---- Given records
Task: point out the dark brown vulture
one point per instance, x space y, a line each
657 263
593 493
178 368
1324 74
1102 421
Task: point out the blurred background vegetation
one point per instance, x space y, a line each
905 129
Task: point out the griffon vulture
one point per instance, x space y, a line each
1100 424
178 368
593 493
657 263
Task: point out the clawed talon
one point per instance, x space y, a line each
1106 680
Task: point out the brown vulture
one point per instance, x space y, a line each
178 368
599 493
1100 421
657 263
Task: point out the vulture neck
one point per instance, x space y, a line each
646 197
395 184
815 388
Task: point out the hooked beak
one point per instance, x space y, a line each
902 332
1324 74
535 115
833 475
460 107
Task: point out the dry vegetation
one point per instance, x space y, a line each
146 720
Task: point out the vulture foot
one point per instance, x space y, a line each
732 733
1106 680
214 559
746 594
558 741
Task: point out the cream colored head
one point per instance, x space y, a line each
--------
§ Required work
Turn every line of the items above into a numbered list, and leave out any blank lines.

§ Finished exercise
1. Task: point out the dark brown vulture
2. one point per instance, x space y, a line each
3. 657 263
4. 593 493
5. 178 368
6. 1324 74
7. 1102 421
8. Task: point out the blurred background vegetation
9. one point per instance, x space y, a line each
10. 905 129
11. Task: point out the griffon vulture
12. one point per instance, x space y, a line each
13. 1100 424
14. 178 368
15. 593 493
16. 657 263
17. Task: point out the clawed talon
18. one point per instance, x space y, a line each
19. 1106 680
20. Task: point out the brown vulture
21. one point per instance, x space y, a line each
22. 178 368
23. 599 493
24. 1100 421
25. 657 263
26. Task: point out the vulture neck
27. one point per instance, x space y, a line each
28. 646 197
29. 395 184
30. 815 388
31. Task: point out the hooked beak
32. one point per instance, x space y, a line each
33. 902 332
34. 1324 74
35. 535 115
36. 833 475
37. 460 107
38. Task: point out the dry vegetation
39. one point per instance, x space y, a line each
40. 146 720
41. Task: point out the vulture foot
42. one point per instance, x space y, a line each
43. 732 733
44. 1106 680
45. 214 559
46. 746 594
47. 558 741
48. Task: point out the cream colored head
49. one point per instance, x space y, a line each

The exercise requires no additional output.